Empecé a crecer y, por tanto, a ser más consciente de lo que veía en casa. Yo era un niño normal, de piel morena, ojos negros, delgado, ojos chinos y con el cabello indomable. Es decir: producto cien por ciento local. Uno de mis recuerdos más extraños es cuando llegaba la Navidad y ver la cama con muchos regalos de diferentes tamaños, envueltos con papeles de muchos colores y que no eran para ninguno de mis hermanos o para mí. Por cierto, somos tres hermanos. Volviendo a la historia… vi a mis padres envolver regalos y, en ocasiones, yo también los envolvía. Seguramente tenía entre 7 u 8 años en ese momento y esperaba muchas cosas para mí. Estaba seguro que vendría algo grande, al fin y al cabo, como digo en broma hoy en día: “Yo los hice papás”. Recuerdo que ese año me llegó una trompeta de plástico color azul. No recuerdo si me gusto o no. Mis hermanos creo que también recibieron algo parecido. Si no me equivoco fueron una guitarra y un tambor. Pero, lo importante para mí era recibir algo, al fin y al cabo, es lo que hacemos para Navidad: “recibir regalos” y más cuando eres niño.

#####

Sigue el relato de arriba sobre los regalos de Navidad en la infancia, a partir de su última oración.

#####

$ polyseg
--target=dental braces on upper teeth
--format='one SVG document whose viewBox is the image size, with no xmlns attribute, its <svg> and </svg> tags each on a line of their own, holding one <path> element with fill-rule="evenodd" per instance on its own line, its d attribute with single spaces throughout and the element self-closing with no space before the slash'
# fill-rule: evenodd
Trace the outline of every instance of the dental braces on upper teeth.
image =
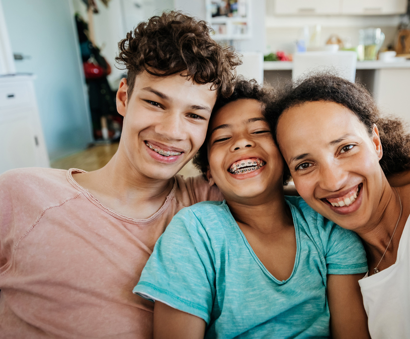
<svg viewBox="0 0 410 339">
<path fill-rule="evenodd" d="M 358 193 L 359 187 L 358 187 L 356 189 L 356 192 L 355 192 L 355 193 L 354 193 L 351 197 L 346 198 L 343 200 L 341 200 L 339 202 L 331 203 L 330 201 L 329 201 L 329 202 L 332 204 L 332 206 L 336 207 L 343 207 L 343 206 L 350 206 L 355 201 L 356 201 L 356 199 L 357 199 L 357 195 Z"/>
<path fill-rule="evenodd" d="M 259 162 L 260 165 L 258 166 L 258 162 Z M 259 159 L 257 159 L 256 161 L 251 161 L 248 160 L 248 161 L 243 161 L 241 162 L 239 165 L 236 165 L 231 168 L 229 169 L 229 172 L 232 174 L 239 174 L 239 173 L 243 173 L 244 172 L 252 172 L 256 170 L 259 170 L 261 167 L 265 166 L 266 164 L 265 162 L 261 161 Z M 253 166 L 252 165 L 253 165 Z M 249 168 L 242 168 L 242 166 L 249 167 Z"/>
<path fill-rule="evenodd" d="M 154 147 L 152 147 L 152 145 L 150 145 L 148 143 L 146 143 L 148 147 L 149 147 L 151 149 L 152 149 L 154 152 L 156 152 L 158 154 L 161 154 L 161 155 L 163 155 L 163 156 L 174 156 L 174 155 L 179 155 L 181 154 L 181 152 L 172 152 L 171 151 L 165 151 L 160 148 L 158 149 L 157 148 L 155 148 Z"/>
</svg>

#####

*Resultado de la tarea*
Hasta ese momento yo era feliz porque tenía mi regalo. Sin embargo, venía el momento de entregar los regalos para Navidad. Sabía lo que algunos regalos eran porque yo los había envuelto. Esos eran regalos que se entregaban a los demás miembros de la familia: a la abuela, a los primos, a las tías (mis tíos no los recuerdo en la lista de regalos, creo que mi familia principalmente era un matriarcado porque muchos de los maridos se habían ido con alguien más y ellas habían decidido continuar con su vida y sacar a su familia adelante sin buscar a otro hombre). También había regalos para sus ahijados, que eran muchos. Todavía recuerdo haber estados en muchos bautizos aburridos (no es justo que nos hagan pasar por esas experiencias a los niños ¡Ja ja ja!). Ciertamente eran muchos ahijados. Seguramente vieron en mis padres buenos padrinos, además de ser un referente de lo que se considera buenas personas en nuestra sociedad. Ellos siempre han sido muy queridos por todos. Además, también daban regalos a personas que yo no conocía, algunos ya de edad avanzada o en lugares bastante pobres donde sus casas eran de barro o de lámina. Siempre me dije que, si tenían regalos para los demás, ¿por qué no tenían más para mí? Yo esperaba que no entregarán un regalo y que ese fuera para mí, sin importar lo que fuera. Siempre me pregunté: ¿Por qué tantos regalos para los demás?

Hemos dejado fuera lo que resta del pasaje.